> Stated goal: Switch "segmentation" to "polygon outline" in the lines from the one containing "Target: forested hillside" through the one containing "[[[0,5],[0,117],[181,132],[187,105],[115,71],[82,47]]]", inclusive. Return only those lines, otherwise unchanged.

> The records:
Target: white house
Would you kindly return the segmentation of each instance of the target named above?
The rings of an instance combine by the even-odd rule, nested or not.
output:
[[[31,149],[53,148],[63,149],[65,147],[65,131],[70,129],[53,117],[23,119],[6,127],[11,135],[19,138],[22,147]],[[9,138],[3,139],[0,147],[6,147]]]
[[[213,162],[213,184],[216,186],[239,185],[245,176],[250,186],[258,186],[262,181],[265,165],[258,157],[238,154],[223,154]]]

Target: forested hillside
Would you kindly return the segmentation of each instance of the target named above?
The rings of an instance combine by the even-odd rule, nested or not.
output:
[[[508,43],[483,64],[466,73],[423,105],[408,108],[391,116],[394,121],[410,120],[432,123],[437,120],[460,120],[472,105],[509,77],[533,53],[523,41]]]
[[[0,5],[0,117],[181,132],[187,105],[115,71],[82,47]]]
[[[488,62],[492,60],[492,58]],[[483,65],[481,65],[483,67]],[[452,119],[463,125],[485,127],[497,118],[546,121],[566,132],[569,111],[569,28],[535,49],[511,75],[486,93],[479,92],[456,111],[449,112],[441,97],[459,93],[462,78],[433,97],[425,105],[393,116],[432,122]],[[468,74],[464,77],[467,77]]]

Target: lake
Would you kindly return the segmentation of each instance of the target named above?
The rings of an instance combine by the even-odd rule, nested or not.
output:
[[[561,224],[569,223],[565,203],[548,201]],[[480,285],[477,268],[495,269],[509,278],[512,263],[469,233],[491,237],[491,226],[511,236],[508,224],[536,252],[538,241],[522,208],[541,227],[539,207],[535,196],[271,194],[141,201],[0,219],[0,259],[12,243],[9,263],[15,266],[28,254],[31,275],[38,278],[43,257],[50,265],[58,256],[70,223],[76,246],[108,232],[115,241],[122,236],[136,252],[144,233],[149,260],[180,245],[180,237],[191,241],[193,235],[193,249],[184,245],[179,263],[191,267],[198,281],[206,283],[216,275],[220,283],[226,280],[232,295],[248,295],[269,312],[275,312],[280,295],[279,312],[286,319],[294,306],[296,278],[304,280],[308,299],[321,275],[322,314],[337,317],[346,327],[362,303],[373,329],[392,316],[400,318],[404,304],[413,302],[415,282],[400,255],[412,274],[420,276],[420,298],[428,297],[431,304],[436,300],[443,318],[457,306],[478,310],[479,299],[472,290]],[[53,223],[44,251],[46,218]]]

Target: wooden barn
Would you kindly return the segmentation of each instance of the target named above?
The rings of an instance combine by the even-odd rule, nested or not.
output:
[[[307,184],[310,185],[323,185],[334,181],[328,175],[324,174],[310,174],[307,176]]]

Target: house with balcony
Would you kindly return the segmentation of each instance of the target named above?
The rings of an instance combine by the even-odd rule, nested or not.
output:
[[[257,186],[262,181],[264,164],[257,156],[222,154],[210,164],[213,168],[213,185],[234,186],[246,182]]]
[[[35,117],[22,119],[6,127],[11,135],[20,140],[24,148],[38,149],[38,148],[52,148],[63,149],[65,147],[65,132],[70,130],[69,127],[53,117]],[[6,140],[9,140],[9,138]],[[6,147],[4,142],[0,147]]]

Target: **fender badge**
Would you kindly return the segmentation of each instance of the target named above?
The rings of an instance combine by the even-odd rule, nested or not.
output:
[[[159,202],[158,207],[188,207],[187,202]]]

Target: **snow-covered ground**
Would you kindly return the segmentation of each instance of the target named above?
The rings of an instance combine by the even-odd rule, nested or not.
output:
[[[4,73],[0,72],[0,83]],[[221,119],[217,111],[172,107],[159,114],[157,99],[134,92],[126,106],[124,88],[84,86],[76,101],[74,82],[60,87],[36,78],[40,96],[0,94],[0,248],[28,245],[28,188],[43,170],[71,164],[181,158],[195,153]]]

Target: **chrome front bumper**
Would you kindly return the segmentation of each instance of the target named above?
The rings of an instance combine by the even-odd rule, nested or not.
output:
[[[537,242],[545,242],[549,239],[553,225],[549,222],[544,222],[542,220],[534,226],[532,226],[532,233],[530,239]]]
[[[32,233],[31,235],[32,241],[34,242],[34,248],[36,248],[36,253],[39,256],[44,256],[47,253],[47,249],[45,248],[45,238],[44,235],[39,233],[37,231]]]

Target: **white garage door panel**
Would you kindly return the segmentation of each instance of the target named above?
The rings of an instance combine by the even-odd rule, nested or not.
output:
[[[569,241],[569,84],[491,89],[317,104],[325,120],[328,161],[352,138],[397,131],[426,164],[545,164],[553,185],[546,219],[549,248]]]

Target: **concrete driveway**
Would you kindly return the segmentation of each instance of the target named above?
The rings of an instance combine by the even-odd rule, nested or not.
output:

> Full solution:
Target: forested hillside
Would you kindly return the polygon outline of each instance of the target named above?
The rings of an instance combine by the even-odd rule, nested or not.
output:
[[[508,43],[483,64],[466,73],[423,105],[408,108],[391,116],[394,121],[410,120],[432,123],[437,120],[460,120],[472,105],[509,77],[533,53],[523,41]]]
[[[0,5],[0,117],[181,132],[187,105],[115,71],[82,47]]]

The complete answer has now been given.